GIVEN INSTRUCTION: Reproduce every one of the records below, changing "rabbit ear" to "bunny ear" and leaving everything else unchanged.
-- Start --
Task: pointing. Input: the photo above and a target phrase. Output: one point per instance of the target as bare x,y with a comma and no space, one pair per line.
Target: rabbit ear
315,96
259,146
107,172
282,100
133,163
-- End --
RESPONSE FOR THIS EXERCISE:
Task: pointing. Input: the photo above and a target phrase. Output: one point per instance of the target as bare x,y with a comma and no space, one pair per line.
Target: bunny ear
315,96
259,146
107,172
282,100
133,163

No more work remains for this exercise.